- TEXT EXCERPT:
==================================================

# Grey cockatiel...



## forummehta (Oct 20, 2010)

How come most of you have the grey cockatiel?? Is there any specific reason for getting this one instead of the Lutino??


----------



## lperry82 (Aug 2, 2010)

When i decided to get a cockatiel they had only the greys, now there is nothing wrong with the grey as lucky is a grey and i wouldnt change her for the world, before i got cookie i wanted a yellow cockatiel as iv got a thing about yellow birds ( 1st ever pet was a yellow budgie called tweety and really loved him), i wouldnt change cookie either which he is a pearl pied. 
The way i see it people dont want they grey because its a dull colour and the others are colourful birds


----------



## Sar (Sep 22, 2010)

Greys are the original tiel, so are more common. They are my favourite (although I do like the other types too)
I don't think there is any temperement differences, just the colour.


----------



## forummehta (Oct 20, 2010)

k...yea I dont have anything against the grey's obviously..was just wondering y most of the pictures have grey coz when i went to the pet shops, most of them were yellow..


----------



## .mpeg (Oct 6, 2010)

i chose the grey one because when the breeder gave me 5 or 6 to choose from, there was one grey and the rest were yellow. the grey was cuter and much much more interesting. over a month on and i still think greys are cuter too


----------



## Cockatiel love (Aug 15, 2010)

lperry82 said:


> When i decided to get a cockatiel they had only the greys, now there is nothing wrong with the grey as lucky is a grey and i wouldnt change her for the world, before i got cookie i wanted a yellow cockatiel as iv got a thing about yellow birds ( 1st ever pet was a yellow budgie called tweety and really loved him), i wouldnt change cookie either which he is a pearl pied.
> The way i see it people dont want they grey because its a dull colour and the others are colourful birds


Me to, I did not want a grey at first of te colour but now I see Charlie is te best thing ever in my life and I would not give him away even if you paid me 1 million pounds!


----------

==================================================

- RECORDS FOR PROCESSING:
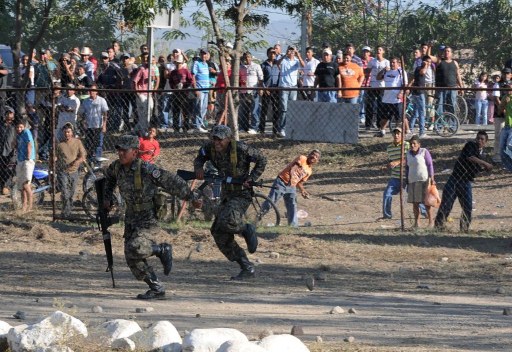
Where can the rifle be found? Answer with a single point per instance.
(213, 178)
(104, 222)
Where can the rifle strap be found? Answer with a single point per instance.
(138, 205)
(233, 158)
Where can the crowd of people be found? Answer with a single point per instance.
(184, 96)
(175, 107)
(181, 103)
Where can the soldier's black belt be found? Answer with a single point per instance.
(131, 208)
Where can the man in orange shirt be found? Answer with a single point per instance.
(352, 76)
(292, 177)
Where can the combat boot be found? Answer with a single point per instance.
(247, 269)
(249, 233)
(164, 252)
(156, 289)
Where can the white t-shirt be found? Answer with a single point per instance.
(480, 94)
(376, 66)
(308, 79)
(73, 104)
(393, 78)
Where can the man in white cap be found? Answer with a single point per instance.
(89, 66)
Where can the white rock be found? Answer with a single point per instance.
(4, 329)
(115, 329)
(233, 346)
(56, 349)
(123, 344)
(161, 336)
(209, 340)
(337, 310)
(281, 343)
(52, 331)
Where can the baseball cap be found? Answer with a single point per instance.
(67, 125)
(128, 141)
(221, 131)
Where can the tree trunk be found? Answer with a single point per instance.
(222, 57)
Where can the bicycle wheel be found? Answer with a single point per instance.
(256, 216)
(461, 109)
(446, 125)
(90, 177)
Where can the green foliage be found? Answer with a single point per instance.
(482, 26)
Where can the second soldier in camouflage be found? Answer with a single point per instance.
(232, 158)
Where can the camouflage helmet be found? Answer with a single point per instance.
(128, 141)
(221, 131)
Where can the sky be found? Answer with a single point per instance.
(282, 29)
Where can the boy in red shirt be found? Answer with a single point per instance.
(292, 177)
(149, 147)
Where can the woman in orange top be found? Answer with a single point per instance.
(285, 186)
(352, 76)
(149, 147)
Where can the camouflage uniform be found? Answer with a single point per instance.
(140, 220)
(235, 198)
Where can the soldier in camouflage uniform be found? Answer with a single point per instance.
(138, 183)
(232, 159)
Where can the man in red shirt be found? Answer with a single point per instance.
(285, 185)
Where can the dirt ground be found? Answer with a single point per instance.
(411, 290)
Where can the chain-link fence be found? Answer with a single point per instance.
(357, 183)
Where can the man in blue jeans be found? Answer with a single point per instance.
(459, 184)
(394, 151)
(288, 78)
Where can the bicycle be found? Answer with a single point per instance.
(210, 191)
(445, 124)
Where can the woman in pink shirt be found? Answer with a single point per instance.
(149, 147)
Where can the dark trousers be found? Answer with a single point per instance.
(453, 189)
(373, 107)
(230, 221)
(269, 107)
(67, 183)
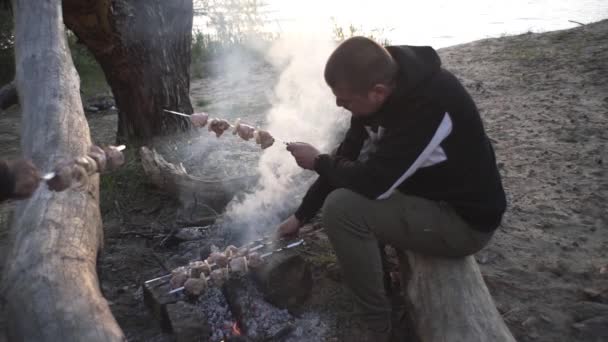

==================================================

- STATED TASK 1: In the cockatiel thread, render this sentence in Spanish: "i chose the grey one because when the breeder gave me 5 or 6 to choose from, there was one grey and the rest were yellow."
- STATED TASK 2: Count the lines of the listing that contain the word "uniform", and reply with only that number.

- EXPECTED ANSWER 1: Elegí el gris porque, cuando el criador me dio 5 o 6 para escoger, había uno gris y el resto eran amarillos.

- EXPECTED ANSWER 2: 2